Data supplied |
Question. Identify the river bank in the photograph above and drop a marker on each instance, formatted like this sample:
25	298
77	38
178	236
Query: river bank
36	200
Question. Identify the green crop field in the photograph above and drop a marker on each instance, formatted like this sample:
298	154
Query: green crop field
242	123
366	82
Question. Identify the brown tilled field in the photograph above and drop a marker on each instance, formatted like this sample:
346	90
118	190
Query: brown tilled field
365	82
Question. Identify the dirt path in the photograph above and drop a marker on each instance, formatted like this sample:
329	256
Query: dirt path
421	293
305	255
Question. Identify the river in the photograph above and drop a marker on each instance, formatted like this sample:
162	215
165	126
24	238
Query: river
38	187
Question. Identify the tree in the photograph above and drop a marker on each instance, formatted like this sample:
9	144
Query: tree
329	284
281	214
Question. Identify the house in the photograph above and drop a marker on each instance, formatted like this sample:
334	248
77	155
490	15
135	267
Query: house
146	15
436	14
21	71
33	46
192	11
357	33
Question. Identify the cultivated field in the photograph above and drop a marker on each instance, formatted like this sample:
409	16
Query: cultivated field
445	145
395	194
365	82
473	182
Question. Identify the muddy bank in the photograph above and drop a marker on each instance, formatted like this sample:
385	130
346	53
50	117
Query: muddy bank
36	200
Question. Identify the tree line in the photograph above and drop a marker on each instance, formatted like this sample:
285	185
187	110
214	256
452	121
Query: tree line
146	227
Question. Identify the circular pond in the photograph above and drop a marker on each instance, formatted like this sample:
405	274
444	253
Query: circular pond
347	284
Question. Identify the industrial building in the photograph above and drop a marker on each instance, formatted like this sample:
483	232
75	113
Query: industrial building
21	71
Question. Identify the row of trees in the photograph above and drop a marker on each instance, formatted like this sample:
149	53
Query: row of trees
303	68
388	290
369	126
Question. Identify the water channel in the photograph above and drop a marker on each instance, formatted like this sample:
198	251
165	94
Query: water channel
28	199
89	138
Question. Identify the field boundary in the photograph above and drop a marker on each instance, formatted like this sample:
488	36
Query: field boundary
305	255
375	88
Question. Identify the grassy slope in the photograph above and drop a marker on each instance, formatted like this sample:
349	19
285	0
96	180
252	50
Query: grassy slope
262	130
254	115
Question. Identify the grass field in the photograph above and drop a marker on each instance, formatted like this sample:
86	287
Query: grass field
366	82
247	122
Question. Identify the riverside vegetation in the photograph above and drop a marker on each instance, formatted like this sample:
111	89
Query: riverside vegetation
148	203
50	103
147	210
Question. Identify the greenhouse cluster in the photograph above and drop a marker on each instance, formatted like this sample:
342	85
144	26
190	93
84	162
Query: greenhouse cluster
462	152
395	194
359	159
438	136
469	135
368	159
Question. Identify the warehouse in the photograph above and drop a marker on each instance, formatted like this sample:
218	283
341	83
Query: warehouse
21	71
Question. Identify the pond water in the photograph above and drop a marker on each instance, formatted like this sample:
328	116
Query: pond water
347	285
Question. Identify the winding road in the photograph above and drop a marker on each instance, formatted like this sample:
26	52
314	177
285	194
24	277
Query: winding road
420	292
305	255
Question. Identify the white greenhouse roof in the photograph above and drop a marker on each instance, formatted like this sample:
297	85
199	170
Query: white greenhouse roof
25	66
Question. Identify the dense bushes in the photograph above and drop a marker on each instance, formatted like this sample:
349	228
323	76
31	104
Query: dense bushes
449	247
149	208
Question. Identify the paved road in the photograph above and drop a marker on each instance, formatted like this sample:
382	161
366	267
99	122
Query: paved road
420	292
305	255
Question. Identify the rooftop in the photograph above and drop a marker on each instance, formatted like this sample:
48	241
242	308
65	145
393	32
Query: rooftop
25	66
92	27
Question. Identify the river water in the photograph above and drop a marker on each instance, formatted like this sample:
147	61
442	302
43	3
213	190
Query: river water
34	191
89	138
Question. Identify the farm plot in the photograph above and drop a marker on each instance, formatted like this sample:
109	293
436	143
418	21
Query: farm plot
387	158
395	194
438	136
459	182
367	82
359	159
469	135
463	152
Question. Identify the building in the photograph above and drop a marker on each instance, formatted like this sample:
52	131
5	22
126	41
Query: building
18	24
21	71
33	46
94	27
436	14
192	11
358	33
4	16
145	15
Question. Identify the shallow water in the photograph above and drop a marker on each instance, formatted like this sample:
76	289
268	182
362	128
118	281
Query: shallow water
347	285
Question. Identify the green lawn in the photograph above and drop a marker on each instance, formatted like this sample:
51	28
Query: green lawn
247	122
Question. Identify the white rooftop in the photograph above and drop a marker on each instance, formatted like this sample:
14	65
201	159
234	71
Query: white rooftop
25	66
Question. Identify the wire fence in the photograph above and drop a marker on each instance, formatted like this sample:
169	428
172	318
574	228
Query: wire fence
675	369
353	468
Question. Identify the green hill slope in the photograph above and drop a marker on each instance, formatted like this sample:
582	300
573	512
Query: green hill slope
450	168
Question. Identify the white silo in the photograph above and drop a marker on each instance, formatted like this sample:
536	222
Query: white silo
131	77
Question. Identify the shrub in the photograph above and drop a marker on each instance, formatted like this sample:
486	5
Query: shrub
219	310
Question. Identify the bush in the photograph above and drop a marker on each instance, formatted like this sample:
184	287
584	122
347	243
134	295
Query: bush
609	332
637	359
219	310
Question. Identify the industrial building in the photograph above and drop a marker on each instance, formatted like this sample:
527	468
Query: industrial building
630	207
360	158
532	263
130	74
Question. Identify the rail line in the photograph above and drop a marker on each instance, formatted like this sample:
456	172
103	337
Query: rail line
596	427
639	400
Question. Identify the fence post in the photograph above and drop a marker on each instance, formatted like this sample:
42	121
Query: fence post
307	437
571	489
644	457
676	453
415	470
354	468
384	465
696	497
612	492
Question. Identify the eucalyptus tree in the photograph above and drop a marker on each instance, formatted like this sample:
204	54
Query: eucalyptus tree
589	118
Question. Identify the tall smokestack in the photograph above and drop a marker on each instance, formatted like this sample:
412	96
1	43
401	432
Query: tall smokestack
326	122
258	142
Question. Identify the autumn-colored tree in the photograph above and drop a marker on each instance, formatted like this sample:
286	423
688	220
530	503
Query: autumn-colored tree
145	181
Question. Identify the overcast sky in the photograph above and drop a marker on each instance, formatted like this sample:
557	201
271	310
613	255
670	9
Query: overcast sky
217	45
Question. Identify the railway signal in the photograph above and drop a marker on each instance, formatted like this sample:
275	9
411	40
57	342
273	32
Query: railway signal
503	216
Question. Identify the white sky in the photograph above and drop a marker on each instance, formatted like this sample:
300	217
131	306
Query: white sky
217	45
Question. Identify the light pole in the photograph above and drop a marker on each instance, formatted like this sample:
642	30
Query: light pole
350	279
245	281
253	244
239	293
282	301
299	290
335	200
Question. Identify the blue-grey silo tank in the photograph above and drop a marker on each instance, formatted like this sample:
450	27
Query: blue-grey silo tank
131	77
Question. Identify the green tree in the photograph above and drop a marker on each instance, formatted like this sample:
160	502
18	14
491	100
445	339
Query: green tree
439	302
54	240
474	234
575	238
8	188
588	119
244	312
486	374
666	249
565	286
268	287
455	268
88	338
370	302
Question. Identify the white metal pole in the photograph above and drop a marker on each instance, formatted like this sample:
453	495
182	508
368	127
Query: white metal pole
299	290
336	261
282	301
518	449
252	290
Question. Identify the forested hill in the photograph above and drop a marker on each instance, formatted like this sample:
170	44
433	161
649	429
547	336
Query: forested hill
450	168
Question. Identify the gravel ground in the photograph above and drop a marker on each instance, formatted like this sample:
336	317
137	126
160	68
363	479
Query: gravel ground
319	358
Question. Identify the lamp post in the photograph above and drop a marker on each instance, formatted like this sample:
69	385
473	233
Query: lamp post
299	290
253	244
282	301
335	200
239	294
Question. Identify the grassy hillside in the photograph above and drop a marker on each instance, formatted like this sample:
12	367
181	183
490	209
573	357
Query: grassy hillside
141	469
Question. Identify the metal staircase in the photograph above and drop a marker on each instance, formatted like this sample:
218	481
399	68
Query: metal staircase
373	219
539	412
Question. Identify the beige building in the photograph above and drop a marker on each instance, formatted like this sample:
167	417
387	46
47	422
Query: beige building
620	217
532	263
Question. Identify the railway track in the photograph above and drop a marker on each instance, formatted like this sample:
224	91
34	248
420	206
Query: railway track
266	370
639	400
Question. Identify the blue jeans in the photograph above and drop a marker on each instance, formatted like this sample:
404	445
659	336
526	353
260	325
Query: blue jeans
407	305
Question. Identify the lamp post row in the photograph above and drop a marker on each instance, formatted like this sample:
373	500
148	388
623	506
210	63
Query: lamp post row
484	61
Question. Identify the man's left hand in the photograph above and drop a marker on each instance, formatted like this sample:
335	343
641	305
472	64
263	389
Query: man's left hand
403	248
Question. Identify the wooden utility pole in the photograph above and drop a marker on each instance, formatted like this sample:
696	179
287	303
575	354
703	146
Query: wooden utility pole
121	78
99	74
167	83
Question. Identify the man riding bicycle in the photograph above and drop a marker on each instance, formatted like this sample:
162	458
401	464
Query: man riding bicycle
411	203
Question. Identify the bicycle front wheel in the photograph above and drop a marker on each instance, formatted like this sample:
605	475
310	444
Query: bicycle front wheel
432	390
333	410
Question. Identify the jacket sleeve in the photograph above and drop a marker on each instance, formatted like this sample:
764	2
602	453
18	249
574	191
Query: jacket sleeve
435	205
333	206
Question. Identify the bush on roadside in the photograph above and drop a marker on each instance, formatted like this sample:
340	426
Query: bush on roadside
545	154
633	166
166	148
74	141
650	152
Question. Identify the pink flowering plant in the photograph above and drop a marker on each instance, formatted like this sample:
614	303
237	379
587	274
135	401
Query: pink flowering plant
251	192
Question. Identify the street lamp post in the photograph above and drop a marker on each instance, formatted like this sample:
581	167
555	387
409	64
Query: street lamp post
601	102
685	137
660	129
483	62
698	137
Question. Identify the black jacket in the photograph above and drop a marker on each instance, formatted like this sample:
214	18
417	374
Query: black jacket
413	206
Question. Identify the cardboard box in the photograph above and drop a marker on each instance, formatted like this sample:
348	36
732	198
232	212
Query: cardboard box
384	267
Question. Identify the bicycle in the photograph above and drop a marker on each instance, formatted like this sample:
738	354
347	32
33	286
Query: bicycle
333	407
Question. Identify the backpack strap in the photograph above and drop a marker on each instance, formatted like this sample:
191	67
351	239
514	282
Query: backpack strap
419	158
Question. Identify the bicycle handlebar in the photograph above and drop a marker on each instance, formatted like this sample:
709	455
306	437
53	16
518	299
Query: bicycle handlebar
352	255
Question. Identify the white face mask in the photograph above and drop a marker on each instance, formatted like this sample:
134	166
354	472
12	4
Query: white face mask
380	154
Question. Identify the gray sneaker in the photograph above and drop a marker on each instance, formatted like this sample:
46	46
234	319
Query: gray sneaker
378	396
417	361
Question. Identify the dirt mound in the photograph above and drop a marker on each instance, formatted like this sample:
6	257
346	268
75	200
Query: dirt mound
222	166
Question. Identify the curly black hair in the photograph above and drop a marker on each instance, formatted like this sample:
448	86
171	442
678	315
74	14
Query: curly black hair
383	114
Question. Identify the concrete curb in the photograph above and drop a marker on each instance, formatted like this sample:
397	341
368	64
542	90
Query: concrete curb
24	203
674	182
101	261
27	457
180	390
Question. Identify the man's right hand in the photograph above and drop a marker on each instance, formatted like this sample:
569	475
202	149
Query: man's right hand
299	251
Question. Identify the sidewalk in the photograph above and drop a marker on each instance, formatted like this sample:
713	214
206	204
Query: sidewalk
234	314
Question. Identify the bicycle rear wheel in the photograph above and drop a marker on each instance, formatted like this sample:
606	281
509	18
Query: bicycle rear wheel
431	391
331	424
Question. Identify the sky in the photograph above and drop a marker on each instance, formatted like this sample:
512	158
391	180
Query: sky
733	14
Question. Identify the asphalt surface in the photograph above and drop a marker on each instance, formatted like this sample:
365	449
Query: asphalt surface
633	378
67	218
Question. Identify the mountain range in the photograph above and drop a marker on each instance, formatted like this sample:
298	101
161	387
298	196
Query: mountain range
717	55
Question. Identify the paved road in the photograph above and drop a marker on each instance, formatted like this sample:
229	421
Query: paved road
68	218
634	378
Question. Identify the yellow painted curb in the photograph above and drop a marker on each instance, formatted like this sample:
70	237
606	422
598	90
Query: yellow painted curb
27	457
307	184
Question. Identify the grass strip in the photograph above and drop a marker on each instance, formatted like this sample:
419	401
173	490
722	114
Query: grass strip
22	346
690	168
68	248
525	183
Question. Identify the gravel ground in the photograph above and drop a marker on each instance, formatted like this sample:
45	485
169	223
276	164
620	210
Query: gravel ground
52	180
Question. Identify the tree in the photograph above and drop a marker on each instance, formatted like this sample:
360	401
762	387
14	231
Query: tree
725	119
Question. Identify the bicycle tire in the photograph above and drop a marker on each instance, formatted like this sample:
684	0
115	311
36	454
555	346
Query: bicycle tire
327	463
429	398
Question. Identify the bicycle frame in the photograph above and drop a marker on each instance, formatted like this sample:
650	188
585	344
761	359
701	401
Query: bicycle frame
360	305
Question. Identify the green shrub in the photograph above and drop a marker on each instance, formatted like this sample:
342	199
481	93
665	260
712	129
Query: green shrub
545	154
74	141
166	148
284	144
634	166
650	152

What is required | What must be returned is the line with "Query: bicycle tire" plus every line after it to the end of the entries, exactly as they appear.

Written response |
Query: bicycle tire
327	463
429	398
Question. Identify the bicycle frame in the photograph above and drop a marker on each instance, formatted like this sample:
650	188
585	344
761	359
701	401
Query: bicycle frame
360	305
Question. Identify the green shrub in the photograph above and drop a marker on each instance, formatted like this sample:
342	199
481	93
665	260
712	129
Query: green shrub
545	154
74	141
166	148
284	144
634	166
650	152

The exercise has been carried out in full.